Exercise: The entries shown below are to be printed in full, unaltered.

========================================================================

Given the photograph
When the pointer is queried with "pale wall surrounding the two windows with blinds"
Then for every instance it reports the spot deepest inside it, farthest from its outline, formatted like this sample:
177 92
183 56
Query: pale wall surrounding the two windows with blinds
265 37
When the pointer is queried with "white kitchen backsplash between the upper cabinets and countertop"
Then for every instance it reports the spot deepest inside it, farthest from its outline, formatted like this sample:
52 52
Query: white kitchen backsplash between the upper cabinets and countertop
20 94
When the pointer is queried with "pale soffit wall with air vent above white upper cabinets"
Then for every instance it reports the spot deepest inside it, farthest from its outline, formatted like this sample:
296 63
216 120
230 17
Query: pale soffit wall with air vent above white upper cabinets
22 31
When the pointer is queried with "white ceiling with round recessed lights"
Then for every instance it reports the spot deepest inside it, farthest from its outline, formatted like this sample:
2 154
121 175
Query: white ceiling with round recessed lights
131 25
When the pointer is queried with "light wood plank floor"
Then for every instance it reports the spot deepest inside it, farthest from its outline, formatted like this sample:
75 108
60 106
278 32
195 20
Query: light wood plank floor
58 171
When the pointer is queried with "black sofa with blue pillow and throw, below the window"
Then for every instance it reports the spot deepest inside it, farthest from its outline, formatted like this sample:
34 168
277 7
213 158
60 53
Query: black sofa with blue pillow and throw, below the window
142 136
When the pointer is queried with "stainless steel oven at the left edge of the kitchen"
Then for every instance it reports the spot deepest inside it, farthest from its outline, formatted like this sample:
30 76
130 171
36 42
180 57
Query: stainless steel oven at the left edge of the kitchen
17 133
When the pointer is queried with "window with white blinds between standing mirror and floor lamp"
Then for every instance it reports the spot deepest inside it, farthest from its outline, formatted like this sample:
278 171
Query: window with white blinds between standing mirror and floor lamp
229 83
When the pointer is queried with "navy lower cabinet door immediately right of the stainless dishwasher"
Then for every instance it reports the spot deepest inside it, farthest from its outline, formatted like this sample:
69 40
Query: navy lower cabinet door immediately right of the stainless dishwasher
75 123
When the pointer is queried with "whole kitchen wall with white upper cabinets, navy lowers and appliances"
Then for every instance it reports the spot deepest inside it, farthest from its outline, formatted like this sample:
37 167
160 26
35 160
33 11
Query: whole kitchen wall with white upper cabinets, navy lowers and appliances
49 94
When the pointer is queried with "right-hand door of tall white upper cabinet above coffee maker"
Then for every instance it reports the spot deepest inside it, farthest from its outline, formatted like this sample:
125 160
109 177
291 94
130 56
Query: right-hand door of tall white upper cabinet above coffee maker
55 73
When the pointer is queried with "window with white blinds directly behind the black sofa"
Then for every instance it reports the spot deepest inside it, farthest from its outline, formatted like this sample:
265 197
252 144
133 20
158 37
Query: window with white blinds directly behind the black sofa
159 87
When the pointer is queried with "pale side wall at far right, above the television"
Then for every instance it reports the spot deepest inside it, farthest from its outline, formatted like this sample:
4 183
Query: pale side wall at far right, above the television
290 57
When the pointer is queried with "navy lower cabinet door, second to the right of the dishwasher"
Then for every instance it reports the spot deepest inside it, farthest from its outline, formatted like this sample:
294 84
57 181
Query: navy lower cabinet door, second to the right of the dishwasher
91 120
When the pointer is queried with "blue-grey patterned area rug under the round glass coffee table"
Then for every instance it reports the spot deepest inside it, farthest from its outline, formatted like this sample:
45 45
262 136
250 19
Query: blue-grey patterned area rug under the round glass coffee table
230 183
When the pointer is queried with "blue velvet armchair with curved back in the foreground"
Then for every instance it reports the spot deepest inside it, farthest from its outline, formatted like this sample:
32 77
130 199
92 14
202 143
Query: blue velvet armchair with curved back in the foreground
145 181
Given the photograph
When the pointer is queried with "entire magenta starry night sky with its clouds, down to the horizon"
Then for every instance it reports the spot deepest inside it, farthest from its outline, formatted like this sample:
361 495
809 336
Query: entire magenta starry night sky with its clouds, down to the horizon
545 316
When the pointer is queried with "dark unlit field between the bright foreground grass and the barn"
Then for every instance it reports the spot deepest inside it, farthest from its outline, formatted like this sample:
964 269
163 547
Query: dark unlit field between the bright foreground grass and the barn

========================================================================

Answer to this problem:
Given the photograph
When the pointer is queried with "pale wall surrounding the two windows with blinds"
Then for every instance it reports the spot deepest inside it, farthest from its outline, formatted like this sample:
177 92
183 56
Query: pale wall surrounding the two windows with blinds
265 37
When the pointer is queried with "white kitchen backsplash between the upper cabinets and countertop"
Then for every instance it reports the spot deepest inside it, farthest from its outline, formatted like this sample:
52 52
Query: white kitchen backsplash between the upper cabinets and countertop
20 94
When the pointer is queried with "pale soffit wall with air vent above white upper cabinets"
Then for every instance it reports the spot deepest inside it, farthest from its outline, formatted like this sample:
296 63
216 120
230 17
Query: pale soffit wall with air vent above white upper cabinets
22 31
When the pointer is queried with "white ceiling with round recessed lights"
Then for every instance it reports the spot deepest inside it, farthest from its outline, formatted like this sample:
2 154
121 175
Query: white ceiling with round recessed lights
131 25
When the pointer is queried with "light wood plank floor"
Then for every instance it reports the spot deepest inside it, farthest from its outline, formatted like this sample:
75 108
60 106
278 32
195 20
Query: light wood plank floor
58 171
When the pointer is queried with "black sofa with blue pillow and throw, below the window"
Then for every instance it reports the spot deepest inside it, farthest from its outline, formatted like this sample:
34 168
277 7
213 158
60 53
Query: black sofa with blue pillow and throw, below the window
142 136
When the pointer is queried with "stainless steel oven at the left edge of the kitchen"
Then for every instance it reports the spot deepest inside it, farthest from its outline, formatted like this sample:
30 76
130 171
36 42
180 57
Query: stainless steel oven at the left edge of the kitchen
17 133
When the pointer is queried with "window with white blinds between standing mirror and floor lamp"
Then for every instance it reports the spot deepest inside it, farthest from its outline, formatted like this sample:
278 171
Query: window with white blinds between standing mirror and floor lamp
229 83
When the pointer is queried with "navy lower cabinet door immediately right of the stainless dishwasher"
Then for every instance it reports the spot deepest inside it, farthest from its outline, formatted like this sample:
69 40
Query: navy lower cabinet door immediately right of the stainless dishwasher
75 123
When the pointer is queried with "whole kitchen wall with white upper cabinets, navy lowers and appliances"
Then for every instance it reports the spot deepest inside it, farthest from its outline, formatted like this sample:
37 167
160 26
35 160
33 11
Query: whole kitchen wall with white upper cabinets, navy lowers and appliances
49 94
When the pointer is queried with "right-hand door of tall white upper cabinet above coffee maker"
Then for every instance it reports the spot deepest inside it, farthest from its outline, formatted like this sample:
125 160
109 177
291 94
130 56
Query: right-hand door of tall white upper cabinet above coffee maker
55 73
When the pointer is queried with "window with white blinds directly behind the black sofa"
Then for every instance it reports the spot deepest inside it, farthest from its outline, formatted like this sample:
265 197
252 144
133 20
158 37
Query: window with white blinds directly behind the black sofa
159 87
When the pointer is queried with "pale side wall at far right, above the television"
Then for every instance it reports the spot deepest inside it, farthest from its outline, formatted like this sample:
4 183
Query: pale side wall at far right, above the television
290 57
When the pointer is queried with "navy lower cabinet door, second to the right of the dishwasher"
Then for every instance it reports the spot deepest inside it, farthest from its outline, formatted like this sample:
294 84
57 181
Query: navy lower cabinet door, second to the right of the dishwasher
91 120
When the pointer is queried with "blue-grey patterned area rug under the round glass coffee table"
Then for every instance it reports the spot deepest inside it, farthest from its outline, formatted like this sample:
45 45
262 136
250 19
Query: blue-grey patterned area rug under the round glass coffee table
230 183
When the pointer is queried with "blue velvet armchair with curved back in the foreground"
Then for every instance it reports the spot deepest inside it, farthest from its outline, formatted like this sample:
32 77
130 199
92 14
202 143
Query: blue velvet armchair with curved back in the foreground
145 181
Given the photograph
When the pointer is queried with "entire magenta starry night sky with its clouds, down to the horizon"
Then for every instance it reports the spot deepest inside it, farthest from its outline, formatted like this sample:
361 495
809 336
Query: entire magenta starry night sky with its clouds, down to the horizon
545 316
When the pointer is queried with "dark unlit field between the bright foreground grass and the barn"
Then for every instance it reports the spot deepest inside it, farthest from its outline, formatted like this sample:
964 269
163 547
Query: dark unlit field between the bright foreground grass and the barn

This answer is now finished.